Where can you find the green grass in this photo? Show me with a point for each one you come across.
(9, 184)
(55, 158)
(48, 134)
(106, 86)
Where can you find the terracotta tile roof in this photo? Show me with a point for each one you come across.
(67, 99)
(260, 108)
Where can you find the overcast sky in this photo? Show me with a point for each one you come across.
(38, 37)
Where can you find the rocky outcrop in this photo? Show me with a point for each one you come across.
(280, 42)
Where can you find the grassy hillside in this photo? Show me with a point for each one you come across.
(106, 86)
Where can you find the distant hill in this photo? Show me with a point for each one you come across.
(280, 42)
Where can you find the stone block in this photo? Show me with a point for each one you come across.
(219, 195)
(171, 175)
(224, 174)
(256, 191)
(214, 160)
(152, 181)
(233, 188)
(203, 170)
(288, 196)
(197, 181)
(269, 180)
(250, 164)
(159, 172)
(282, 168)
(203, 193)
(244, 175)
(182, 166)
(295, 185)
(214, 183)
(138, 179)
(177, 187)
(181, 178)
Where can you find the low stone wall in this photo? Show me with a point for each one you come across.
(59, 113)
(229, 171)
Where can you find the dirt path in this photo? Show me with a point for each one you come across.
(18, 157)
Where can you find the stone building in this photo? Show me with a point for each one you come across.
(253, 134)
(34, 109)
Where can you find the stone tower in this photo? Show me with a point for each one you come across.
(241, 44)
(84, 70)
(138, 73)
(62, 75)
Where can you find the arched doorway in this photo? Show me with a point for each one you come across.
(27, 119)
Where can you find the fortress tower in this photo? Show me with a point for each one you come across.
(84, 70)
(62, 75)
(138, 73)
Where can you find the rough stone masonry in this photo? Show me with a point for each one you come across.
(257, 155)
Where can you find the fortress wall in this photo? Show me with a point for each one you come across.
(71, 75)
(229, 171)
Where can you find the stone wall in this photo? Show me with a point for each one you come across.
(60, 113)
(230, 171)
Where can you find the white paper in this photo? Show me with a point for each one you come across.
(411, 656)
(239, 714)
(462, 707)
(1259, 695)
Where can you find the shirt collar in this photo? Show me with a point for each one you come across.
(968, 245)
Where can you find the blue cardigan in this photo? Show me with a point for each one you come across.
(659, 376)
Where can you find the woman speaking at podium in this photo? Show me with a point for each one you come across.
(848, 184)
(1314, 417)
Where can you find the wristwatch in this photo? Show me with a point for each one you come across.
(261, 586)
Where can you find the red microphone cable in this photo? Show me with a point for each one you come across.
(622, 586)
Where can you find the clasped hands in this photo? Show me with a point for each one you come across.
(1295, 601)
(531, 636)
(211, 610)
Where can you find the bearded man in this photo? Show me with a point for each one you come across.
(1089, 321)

※

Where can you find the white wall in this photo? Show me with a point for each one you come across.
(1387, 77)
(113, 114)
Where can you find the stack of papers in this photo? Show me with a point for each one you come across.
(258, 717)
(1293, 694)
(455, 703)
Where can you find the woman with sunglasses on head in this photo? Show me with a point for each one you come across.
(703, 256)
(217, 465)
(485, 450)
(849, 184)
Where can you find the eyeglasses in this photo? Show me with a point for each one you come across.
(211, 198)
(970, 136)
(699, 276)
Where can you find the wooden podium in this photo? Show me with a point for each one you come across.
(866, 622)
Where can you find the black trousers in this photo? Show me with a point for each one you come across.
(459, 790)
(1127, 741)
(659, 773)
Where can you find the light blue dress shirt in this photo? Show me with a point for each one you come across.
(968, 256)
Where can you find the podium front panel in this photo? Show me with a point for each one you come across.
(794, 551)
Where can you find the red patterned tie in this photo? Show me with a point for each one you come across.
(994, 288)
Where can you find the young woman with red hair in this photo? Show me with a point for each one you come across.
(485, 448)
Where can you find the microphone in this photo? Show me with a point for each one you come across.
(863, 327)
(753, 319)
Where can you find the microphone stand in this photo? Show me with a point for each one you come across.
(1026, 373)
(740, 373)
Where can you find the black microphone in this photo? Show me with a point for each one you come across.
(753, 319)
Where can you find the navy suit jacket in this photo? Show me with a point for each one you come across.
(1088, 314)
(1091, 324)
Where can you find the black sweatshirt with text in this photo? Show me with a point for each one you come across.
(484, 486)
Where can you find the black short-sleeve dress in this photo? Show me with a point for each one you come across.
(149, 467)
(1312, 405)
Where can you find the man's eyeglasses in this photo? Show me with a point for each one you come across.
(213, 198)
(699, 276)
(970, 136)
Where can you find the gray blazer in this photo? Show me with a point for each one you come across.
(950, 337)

※

§ **Exercise brief**
Count how many lines in the records above contain the word "fortress". Reply with the number alone.

§ **Answer in full**
2